- _Task goal_
In the entries below, find every line with the string "instance" and copy it.

---- Exercise data

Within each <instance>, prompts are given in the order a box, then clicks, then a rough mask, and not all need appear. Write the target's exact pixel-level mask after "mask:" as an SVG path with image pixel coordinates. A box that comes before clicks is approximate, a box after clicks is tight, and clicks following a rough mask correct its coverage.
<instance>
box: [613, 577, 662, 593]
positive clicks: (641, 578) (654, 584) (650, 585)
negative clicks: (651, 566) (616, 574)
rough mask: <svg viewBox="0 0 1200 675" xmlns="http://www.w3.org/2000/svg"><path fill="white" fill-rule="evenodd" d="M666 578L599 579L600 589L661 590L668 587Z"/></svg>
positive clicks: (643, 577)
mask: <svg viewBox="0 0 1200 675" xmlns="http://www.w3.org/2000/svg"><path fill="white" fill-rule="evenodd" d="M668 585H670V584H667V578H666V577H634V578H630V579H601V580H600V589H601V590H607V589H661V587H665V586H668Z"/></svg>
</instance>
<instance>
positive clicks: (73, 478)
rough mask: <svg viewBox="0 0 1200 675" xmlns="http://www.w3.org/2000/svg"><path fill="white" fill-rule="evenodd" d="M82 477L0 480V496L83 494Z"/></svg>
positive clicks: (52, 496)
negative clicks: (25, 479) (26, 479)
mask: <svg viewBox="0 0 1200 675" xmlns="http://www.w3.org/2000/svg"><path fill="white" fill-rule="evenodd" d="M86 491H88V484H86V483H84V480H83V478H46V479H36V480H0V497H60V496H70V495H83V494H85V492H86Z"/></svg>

--------

- _Result for this task_
Within each <instance>, prompts are given in the order a box, then clicks, then a rough mask, and not all need appear. Write the target's exact pixel-level mask after "mask:" as an SVG path with image pixel coordinates. A box that comes before clicks is approximate, a box after clicks is tight, and clicks following a rough mask correct its coverage.
<instance>
</instance>
<instance>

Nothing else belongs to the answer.